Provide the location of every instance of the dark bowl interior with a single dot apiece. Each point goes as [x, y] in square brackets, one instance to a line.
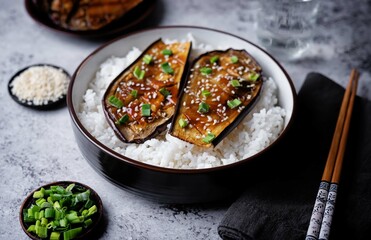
[97, 217]
[61, 102]
[131, 19]
[165, 184]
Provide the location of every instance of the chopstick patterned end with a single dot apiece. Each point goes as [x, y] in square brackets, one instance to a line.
[318, 212]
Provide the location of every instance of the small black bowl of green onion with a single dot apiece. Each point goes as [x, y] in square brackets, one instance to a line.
[61, 211]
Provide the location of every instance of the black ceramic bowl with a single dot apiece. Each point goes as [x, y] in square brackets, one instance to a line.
[60, 102]
[97, 217]
[166, 184]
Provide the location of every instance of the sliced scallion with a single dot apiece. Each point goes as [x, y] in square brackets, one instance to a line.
[235, 83]
[164, 92]
[124, 119]
[234, 103]
[205, 93]
[53, 219]
[183, 123]
[214, 59]
[167, 52]
[166, 68]
[208, 138]
[234, 59]
[147, 59]
[203, 107]
[138, 73]
[146, 110]
[114, 101]
[253, 76]
[134, 93]
[206, 71]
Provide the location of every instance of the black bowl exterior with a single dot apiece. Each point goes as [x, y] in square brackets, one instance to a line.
[97, 218]
[179, 186]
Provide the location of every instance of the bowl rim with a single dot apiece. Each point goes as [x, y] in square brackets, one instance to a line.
[98, 144]
[96, 195]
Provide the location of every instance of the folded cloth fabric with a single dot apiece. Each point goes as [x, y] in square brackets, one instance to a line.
[278, 202]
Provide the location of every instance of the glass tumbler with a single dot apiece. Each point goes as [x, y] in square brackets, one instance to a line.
[285, 27]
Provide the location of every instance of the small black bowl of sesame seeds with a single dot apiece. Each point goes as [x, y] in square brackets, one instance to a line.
[40, 86]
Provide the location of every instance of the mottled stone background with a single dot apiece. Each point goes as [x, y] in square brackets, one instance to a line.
[39, 147]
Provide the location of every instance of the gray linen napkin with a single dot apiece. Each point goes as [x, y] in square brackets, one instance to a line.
[279, 203]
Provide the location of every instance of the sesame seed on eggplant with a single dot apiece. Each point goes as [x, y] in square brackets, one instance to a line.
[219, 91]
[140, 102]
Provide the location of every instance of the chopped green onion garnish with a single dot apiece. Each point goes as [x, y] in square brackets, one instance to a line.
[203, 107]
[214, 59]
[208, 138]
[88, 222]
[146, 110]
[235, 83]
[138, 73]
[124, 119]
[55, 235]
[39, 194]
[64, 218]
[234, 103]
[234, 59]
[183, 123]
[166, 68]
[147, 59]
[253, 76]
[167, 52]
[114, 101]
[134, 93]
[205, 93]
[206, 71]
[164, 92]
[72, 233]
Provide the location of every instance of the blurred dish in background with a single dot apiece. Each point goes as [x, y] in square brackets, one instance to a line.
[95, 18]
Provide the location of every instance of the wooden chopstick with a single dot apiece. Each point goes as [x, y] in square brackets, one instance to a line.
[321, 218]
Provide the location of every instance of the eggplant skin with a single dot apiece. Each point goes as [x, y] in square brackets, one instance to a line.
[140, 102]
[219, 91]
[86, 15]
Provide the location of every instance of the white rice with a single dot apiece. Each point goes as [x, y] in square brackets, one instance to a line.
[260, 127]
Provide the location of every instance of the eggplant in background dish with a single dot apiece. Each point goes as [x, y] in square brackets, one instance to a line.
[140, 101]
[85, 15]
[220, 90]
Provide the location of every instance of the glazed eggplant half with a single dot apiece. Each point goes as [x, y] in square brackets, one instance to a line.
[219, 91]
[141, 100]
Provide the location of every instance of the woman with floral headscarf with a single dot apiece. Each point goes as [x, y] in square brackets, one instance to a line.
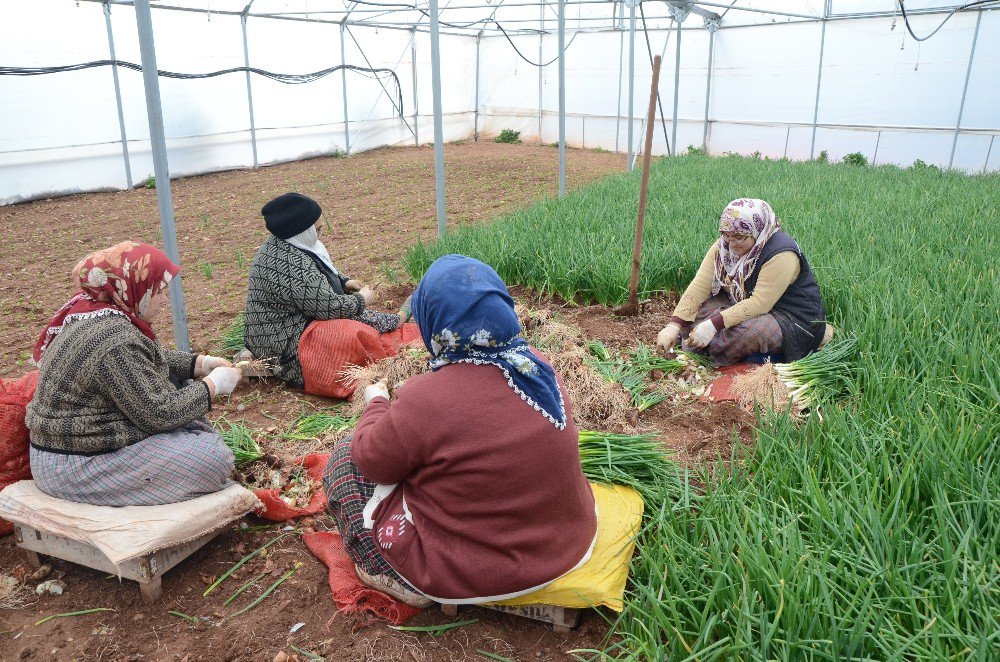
[467, 487]
[754, 293]
[109, 423]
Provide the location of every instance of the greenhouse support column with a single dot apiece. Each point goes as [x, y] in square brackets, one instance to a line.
[475, 125]
[438, 132]
[151, 83]
[621, 53]
[965, 89]
[343, 84]
[819, 80]
[631, 78]
[541, 69]
[118, 94]
[672, 147]
[416, 96]
[246, 63]
[562, 98]
[712, 26]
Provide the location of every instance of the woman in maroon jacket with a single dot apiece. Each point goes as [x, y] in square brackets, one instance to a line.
[467, 488]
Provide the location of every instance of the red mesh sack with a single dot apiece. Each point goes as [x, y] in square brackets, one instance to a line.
[349, 594]
[277, 510]
[328, 346]
[15, 394]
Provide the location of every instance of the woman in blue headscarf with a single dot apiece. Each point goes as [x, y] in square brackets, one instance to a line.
[467, 487]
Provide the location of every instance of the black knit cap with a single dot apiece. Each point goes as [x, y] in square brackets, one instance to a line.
[289, 214]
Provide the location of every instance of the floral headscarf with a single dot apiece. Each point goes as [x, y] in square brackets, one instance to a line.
[744, 216]
[466, 315]
[120, 280]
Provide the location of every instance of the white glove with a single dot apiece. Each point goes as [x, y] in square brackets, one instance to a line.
[702, 335]
[224, 379]
[210, 363]
[668, 336]
[376, 390]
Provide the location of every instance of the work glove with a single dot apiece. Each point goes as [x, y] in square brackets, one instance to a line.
[224, 379]
[668, 336]
[376, 390]
[702, 335]
[210, 363]
[406, 311]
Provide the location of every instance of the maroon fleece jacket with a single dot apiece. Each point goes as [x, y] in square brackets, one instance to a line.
[498, 500]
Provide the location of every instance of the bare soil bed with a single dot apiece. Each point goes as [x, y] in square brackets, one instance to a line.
[377, 204]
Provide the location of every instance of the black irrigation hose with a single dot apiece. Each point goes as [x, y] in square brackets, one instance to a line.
[906, 19]
[287, 79]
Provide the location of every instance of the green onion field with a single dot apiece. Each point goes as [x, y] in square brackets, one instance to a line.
[874, 534]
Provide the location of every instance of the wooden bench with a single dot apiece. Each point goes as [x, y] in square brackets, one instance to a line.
[148, 570]
[562, 619]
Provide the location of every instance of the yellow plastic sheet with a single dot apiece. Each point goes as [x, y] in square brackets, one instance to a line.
[601, 580]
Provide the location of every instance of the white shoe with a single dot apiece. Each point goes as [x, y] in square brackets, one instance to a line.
[392, 588]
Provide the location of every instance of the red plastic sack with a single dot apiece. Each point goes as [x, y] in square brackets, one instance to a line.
[15, 394]
[349, 594]
[328, 346]
[277, 510]
[721, 389]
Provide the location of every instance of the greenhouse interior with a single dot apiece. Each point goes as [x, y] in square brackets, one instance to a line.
[785, 447]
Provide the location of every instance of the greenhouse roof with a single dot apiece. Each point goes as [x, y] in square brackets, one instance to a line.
[497, 17]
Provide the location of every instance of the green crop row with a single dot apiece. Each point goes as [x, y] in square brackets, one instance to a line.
[874, 534]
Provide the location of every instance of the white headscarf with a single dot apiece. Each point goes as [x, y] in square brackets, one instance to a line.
[308, 240]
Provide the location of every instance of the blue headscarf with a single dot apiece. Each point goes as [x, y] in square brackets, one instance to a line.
[466, 315]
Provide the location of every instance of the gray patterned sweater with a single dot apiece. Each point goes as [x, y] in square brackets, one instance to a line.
[103, 385]
[287, 290]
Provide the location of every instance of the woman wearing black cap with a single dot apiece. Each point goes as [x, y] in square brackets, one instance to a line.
[293, 282]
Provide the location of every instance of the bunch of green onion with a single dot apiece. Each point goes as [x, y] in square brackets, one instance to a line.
[638, 461]
[240, 440]
[633, 372]
[822, 376]
[232, 338]
[312, 426]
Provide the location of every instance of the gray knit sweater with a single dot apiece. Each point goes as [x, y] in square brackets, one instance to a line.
[286, 291]
[103, 385]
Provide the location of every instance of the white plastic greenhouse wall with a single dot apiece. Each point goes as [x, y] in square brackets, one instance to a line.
[877, 91]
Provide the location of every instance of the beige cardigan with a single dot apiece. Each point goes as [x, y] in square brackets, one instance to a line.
[775, 276]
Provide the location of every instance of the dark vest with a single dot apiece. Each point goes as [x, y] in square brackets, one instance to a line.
[799, 311]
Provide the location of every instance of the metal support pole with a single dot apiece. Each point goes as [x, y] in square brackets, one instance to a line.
[562, 98]
[118, 95]
[246, 63]
[712, 26]
[438, 131]
[819, 80]
[158, 142]
[672, 147]
[631, 80]
[621, 52]
[475, 125]
[416, 96]
[541, 69]
[965, 89]
[343, 82]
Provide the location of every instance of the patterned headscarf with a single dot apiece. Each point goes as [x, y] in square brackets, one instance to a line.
[744, 216]
[120, 280]
[466, 315]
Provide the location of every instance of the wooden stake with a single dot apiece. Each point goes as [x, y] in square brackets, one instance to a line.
[632, 307]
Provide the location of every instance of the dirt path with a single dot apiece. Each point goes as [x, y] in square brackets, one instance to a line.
[378, 203]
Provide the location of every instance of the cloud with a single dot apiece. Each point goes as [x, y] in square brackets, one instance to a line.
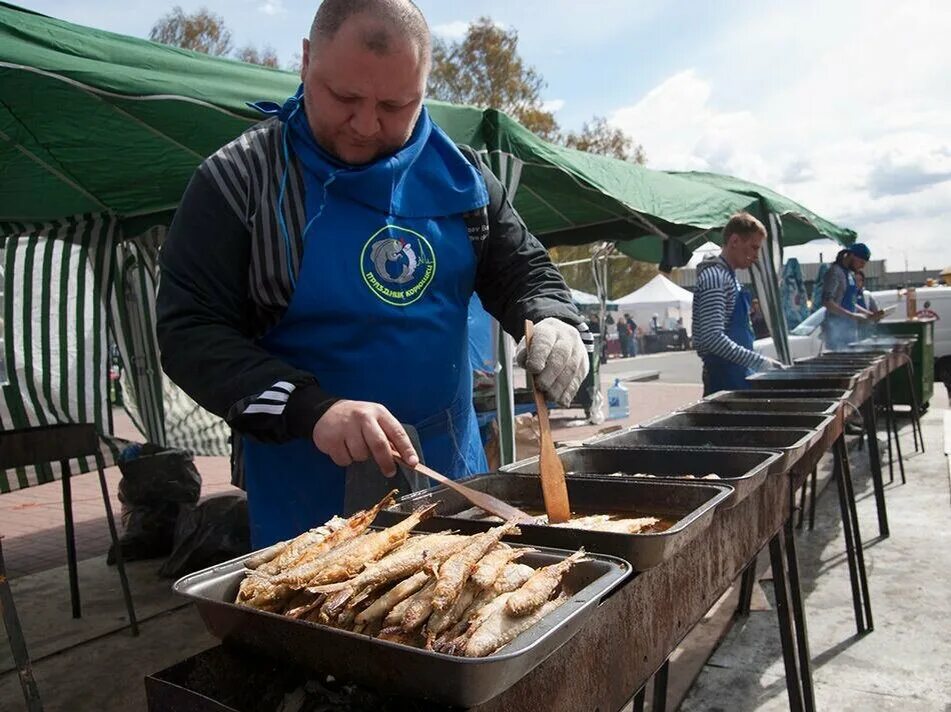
● ● ●
Rewrite the records from the line containing "Provide the location of every instance of the dark vest" up to and including the final line, substituting "printed headscarf" for "patterned headscarf" and leaving everything else unchanged. Leave the pictures out of the answer.

PROBLEM SOLUTION:
Provide the location of every instance of the dark vest with a single dot apiece. Each point goes as [x, y] in square brackets, one instance to a line.
[799, 311]
Provide the location of every instance of the metal support pole with a single dot apiece. Each point goes as [x, y] in square brackets, one instance to a line.
[562, 98]
[118, 95]
[246, 63]
[712, 26]
[438, 131]
[819, 80]
[158, 142]
[672, 147]
[631, 80]
[621, 52]
[475, 125]
[416, 96]
[541, 69]
[965, 89]
[343, 82]
Provide the location of every instance of the printed headscarf with a single dot apiece. Each point goes as [x, y] in square brackets, one instance to a line.
[744, 216]
[120, 280]
[466, 315]
Provide the location of every instance of the wooden stake with a single dot apiece. Each point goes as [x, y] in square brackets, one instance to a line.
[632, 307]
Provide the location of every instance of the dirt path with a single dot apiece. Each point goes as [x, y] in square brackets, one instance to a line.
[378, 203]
Provide the location of every instance of the cloud with a single dot apiece. Each point goes as [x, y] in square brackets, one instance to a line.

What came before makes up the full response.